▶ Jobs
- 1) Name every person given in the From, To and Cc lines of the mailing-list message on disk-based hash aggregate costs.
- 2) Carry the mailing-list message on disk-based hash aggregate costs forward from where it stops.

▶ Selected excerpt

Re: Disk-based hash aggregate's cost model

From: Jeff Davis <pgsql(at)j-davis(dot)com>
To: Tomas Vondra <tomas(dot)vondra(at)2ndquadrant(dot)com>
Cc: Peter Geoghegan <pg(at)bowt(dot)ie>, PostgreSQL Hackers <pgsql-hackers(at)lists(dot)postgresql(dot)org>
Subject: Re: Disk-based hash aggregate's cost model
Date: 2020-09-04 18:31:36
Message-ID: 011877614fa1279c97ce6e897ea2f0dc90124483.camel@j-davis.com
Views: Raw Message | Whole Thread | Download mbox | Resend email
Thread:
Lists: pgsql-hackers

On Fri, 2020-09-04 at 14:56 +0200, Tomas Vondra wrote:
> Those charts show that the CP_SMALL_TLIST resulted in smaller temp
> files
> (per EXPLAIN ANALYZE the difference is ~25%) and also lower query
> durations (also in the ~25% range).

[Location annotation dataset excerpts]
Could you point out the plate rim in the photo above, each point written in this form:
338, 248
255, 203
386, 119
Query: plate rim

▶ Answers below
- 1) Jeff Davis, Tomas Vondra, Peter Geoghegan

- 2)
I was able to reproduce the problem, thank you.

Only two attributes are needed, so the CP_SMALL_TLIST projected schema
only needs a single-byte null bitmap.

But if just setting the attributes to NULL rather than projecting them,
the null bitmap size is based on all 16 attributes, bumping the bitmap
size to two bytes.

MAXALIGN(23 + 1) = 24
MAXALIGN(23 + 2) = 32

I think that explains it. It's not ideal, but projection has a cost as
well, so I don't think we necessarily need to do something here.

If we are motivated to improve this in v14, we could potentially have a
different schema for spilled tuples, and perform real projection at
spill time. But I don't know if that's worth the extra complexity.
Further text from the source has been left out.